We’d love to hear what you guys think about our demo video (https://www.youtube.com/watch?v=PAMNDRWEdlI) or your experiences building out computer vision models, or anything you think is relevant!

29 points | by rishipankhaniya 3 hours ago

9 comments

  • so_it_be 0 minutes ago
    I'll show you how to get rich if tommorow goes bad, f*cking PE - I want VC.

    The UK sucks.

  • asdev 1 hour ago
    I wonder if this approach to starting a vertical business the founders have 0 experience in has ever panned out. I know YC pushes the B2B SaaS angle as hard as possible, searching for "underserved" niches, but seems like if you don't have true industry experience, it can't possibly work out.
    • mbesto 4 minutes ago
      Travis Kalanick had zero taxi experience and Brian Chesky had zero hospitality experience.

      Now they created new models to existing paradigms, because I do tend to agree that founders that have verticalized experience tend to be far more successful (but perhaps arguably less 'disruptive')
_ _ _
§ Task statement: In the comment thread above, what reason does asdev give for doubting that the founders' approach to starting a vertical business will pan out?

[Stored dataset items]
_ _ _
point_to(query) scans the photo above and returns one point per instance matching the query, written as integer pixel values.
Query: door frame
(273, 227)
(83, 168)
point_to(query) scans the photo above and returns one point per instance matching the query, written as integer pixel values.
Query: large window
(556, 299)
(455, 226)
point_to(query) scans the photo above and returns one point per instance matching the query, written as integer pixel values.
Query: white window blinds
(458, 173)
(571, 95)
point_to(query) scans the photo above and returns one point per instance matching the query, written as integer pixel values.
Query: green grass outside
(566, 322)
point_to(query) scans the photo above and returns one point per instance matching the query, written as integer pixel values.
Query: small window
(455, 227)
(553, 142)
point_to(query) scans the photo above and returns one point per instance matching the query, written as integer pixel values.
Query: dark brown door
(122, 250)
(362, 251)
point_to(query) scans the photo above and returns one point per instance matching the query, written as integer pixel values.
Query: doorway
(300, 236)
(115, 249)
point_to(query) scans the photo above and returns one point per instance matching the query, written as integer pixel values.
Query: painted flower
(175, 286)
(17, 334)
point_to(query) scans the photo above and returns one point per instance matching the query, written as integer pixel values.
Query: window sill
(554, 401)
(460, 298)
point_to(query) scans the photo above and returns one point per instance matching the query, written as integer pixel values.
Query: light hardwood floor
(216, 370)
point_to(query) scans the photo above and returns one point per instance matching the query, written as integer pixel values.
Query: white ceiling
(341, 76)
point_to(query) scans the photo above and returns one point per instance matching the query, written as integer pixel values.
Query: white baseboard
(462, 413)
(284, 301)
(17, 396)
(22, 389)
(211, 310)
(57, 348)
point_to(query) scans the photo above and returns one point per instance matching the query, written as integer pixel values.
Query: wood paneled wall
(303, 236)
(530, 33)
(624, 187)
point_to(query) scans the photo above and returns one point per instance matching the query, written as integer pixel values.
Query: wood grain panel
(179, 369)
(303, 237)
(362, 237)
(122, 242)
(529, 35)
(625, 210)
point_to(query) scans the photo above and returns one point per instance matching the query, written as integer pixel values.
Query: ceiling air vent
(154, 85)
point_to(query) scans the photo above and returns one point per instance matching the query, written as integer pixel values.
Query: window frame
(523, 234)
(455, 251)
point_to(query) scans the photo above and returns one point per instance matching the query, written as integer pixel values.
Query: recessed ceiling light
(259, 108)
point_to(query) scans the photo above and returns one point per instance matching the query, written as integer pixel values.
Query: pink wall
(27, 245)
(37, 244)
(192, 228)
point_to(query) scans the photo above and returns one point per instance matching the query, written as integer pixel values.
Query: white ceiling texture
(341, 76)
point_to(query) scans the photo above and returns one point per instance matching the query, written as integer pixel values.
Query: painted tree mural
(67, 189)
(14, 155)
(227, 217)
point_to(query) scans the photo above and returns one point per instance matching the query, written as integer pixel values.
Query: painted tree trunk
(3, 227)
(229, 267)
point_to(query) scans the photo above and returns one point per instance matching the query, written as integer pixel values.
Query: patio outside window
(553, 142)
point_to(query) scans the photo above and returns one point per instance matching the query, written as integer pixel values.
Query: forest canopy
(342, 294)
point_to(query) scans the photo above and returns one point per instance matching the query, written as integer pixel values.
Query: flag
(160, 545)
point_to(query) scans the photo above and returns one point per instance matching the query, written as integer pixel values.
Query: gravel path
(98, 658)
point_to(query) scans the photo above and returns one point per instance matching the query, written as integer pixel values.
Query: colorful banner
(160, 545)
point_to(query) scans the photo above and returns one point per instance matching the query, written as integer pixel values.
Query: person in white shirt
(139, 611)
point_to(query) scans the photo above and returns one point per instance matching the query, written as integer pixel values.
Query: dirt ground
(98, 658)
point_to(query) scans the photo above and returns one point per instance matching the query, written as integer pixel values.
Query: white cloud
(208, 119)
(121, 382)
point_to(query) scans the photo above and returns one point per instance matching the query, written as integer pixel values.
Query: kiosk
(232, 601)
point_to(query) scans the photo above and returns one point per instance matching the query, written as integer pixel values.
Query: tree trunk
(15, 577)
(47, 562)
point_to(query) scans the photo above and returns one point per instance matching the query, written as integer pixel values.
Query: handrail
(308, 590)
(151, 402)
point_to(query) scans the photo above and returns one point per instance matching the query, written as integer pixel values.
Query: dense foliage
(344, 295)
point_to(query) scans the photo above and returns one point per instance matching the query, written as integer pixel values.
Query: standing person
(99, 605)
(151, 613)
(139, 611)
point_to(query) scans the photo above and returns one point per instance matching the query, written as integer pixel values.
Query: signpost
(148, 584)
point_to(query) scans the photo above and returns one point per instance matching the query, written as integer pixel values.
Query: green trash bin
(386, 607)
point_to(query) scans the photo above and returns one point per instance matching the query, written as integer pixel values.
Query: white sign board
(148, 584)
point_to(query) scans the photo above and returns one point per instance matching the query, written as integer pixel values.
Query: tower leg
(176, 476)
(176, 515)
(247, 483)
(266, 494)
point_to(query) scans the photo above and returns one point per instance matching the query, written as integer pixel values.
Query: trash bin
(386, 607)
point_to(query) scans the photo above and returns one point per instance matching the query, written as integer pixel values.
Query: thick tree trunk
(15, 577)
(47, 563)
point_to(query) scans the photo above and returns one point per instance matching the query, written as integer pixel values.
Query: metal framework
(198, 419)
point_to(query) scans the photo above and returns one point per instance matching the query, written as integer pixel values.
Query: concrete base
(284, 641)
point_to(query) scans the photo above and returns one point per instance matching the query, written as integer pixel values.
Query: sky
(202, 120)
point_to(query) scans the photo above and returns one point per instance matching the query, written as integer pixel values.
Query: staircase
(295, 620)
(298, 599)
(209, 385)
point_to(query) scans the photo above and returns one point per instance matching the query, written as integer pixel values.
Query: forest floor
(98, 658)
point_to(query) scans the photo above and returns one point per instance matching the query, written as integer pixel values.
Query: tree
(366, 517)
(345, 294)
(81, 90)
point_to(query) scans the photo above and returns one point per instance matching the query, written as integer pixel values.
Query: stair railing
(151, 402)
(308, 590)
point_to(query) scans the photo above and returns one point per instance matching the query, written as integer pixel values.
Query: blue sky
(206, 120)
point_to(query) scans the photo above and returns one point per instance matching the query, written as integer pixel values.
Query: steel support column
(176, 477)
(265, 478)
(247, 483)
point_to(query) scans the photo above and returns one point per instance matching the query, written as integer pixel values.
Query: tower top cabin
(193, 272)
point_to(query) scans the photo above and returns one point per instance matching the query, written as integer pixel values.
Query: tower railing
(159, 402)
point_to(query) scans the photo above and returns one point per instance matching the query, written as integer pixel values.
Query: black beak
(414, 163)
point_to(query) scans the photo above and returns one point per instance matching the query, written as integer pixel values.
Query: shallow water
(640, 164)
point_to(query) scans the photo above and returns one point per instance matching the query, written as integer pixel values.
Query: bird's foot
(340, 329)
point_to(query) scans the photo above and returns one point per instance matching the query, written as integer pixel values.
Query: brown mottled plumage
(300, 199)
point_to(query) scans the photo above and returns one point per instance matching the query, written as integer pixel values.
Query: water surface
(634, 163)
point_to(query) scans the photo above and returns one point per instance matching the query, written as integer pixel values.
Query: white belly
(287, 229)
_ _ _
§ Response to this task: The founders have zero experience in the vertical they are entering. asdev believes a business built that way can't work out without true industry experience, even though YC pushes the B2B SaaS angle of searching for "underserved" niches.